▶ _EXERCISE SET_:
a – For the comment thread on the complaints against the Bishop of Winchester, decide whether each statement agrees with the thread: (i) one commenter described Jersey on the radio as a feudal oligarchy with broadband; (ii) the native of Jersey attributes the phrase "breakdown in relations between the Bishop and the Dean" to the BBC; (iii) the native of Jersey calls Pete's comments helpful. Answer yes or no for each, quoting the deciding words of the thread.
b – Extend the comment thread on the complaints against the Bishop of Winchester, beginning after its final sentence.

Interesting that they’ve been made public at this point.

20 Comments on “Complaints Laid against Bishop of Winchester

      • There’s not very much that is nice or defensible about Jersey and its politics – or their society.

        • I described it on the radio as “a feudal oligarchy with broadband”, but despite its many faults that doesn’t give the Bishop of Winchester the right to trample over due process and canon law (as is alleged).

          • Let’s see if there is any substance to the complaint, or whether the dull and witless way that the Dean handled things proves that the Bishop of Winchester had to take action against an obdurate island where abuse denial is a way of life.

        • I am a native of Jersey and a member of the local church who is working to care for and support those who have been hurt by both ‘the Island system’ and by the ongoing fall-out from the ‘breakdown in relations between the Bishop and the Dean’ (as the BBC put it).

          The Island does indeed have many faults – I wrestle with them daily, alongside others who are personally affected by them.

          But, Pete, your disinterested comments from a distance are both hurtful and unhelpful.

Point placement entries
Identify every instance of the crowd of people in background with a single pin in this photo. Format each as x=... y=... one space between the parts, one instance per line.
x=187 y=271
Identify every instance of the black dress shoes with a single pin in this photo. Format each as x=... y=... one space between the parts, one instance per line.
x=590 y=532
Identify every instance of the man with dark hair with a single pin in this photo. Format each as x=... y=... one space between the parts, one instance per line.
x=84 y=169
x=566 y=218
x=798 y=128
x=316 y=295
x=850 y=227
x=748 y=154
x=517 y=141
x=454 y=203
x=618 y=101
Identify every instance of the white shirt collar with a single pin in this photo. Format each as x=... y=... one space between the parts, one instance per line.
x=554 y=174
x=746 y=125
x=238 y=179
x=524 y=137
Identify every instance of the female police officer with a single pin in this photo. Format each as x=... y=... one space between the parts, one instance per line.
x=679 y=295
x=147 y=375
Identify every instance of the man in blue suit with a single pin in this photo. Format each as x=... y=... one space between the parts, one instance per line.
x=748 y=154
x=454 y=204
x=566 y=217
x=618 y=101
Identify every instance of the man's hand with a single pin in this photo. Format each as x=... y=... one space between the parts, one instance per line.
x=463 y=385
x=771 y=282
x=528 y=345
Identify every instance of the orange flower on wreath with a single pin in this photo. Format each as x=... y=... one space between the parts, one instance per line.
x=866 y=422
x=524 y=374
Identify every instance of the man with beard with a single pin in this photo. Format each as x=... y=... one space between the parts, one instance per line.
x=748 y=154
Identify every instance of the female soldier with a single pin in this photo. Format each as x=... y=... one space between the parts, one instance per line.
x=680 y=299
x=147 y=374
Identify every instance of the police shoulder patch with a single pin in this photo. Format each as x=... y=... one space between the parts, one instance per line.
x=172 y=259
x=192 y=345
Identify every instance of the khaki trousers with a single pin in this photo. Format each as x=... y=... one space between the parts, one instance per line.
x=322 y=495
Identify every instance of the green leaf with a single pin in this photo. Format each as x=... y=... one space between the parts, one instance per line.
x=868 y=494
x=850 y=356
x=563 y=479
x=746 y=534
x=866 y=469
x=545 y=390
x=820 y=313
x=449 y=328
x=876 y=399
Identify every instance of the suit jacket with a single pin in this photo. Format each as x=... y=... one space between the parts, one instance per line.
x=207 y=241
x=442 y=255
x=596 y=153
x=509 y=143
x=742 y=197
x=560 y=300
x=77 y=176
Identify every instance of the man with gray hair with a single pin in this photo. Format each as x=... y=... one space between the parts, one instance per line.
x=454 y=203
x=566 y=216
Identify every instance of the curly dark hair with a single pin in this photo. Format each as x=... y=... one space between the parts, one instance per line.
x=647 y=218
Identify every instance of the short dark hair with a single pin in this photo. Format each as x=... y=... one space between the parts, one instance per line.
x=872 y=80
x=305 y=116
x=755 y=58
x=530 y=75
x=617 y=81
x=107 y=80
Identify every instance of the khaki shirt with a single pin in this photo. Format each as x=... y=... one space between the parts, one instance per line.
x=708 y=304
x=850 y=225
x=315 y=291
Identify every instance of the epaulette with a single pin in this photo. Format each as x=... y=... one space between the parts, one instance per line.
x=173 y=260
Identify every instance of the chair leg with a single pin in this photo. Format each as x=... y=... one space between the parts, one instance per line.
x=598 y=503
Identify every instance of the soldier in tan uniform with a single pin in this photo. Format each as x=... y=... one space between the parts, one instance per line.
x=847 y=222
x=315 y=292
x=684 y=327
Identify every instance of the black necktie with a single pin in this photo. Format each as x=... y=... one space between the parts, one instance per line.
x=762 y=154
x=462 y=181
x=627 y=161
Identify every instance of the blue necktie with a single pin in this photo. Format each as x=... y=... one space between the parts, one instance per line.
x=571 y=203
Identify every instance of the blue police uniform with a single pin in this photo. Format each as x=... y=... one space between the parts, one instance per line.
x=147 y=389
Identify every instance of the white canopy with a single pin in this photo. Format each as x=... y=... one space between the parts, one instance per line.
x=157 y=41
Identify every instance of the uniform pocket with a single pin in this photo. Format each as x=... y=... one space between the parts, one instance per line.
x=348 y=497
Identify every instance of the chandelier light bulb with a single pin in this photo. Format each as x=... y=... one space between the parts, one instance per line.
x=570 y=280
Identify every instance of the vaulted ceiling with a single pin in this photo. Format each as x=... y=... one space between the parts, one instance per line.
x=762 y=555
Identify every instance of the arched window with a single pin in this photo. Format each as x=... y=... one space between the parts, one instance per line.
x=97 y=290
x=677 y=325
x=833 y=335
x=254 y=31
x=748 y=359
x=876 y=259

▶ _RESPONSES IN ORDER_:
a –
(i) Yes: "I described it on the radio as “a feudal oligarchy with broadband”"
(ii) Yes: "the ‘breakdown in relations between the Bishop and the Dean’ (as the BBC put it)"
(iii) No: "your disinterested comments from a distance are both hurtful and unhelpful"

b –
          • Don’t you think that the reason why Jersey and its culture is so difficult to change is because there is a conspiracy of silence – and that anyone trying to change it is silenced? How would you suggest that “the Island system” can ever be challenged and made accountable?

            • It’s very clear there are powerful forces at play in Jersey, but to simply label anyone whose actions you don’t like as “freemasons” (I have it on good authority both complainants are very much *not* freemasons) is to both look for conspiracy theories when none exist AND to engage in ad hominem as a form of response to a genuine legal complaint.

              Arguably.

              • The Freemasonry thing was a quip – Jersey is well known for being in the grip of Freemasonry. It’s pretty clear that the Haut de la Garenne investigations were impeded by person or persons unknown. The Police there are constantly criticised for partiality. And it’s not easy to see how the vested interests who protect the tax haven will be amenable to change. Whether freemasonry plays a part in keeping the island the way it is I’m sure we shall never know!
                Whether any of this affects their desire not to opt into various canons and measures of the Church of England, including the CDM, is also a matter for conjecture.

                • It’s still a quip that is personal and needs to be withdrawn.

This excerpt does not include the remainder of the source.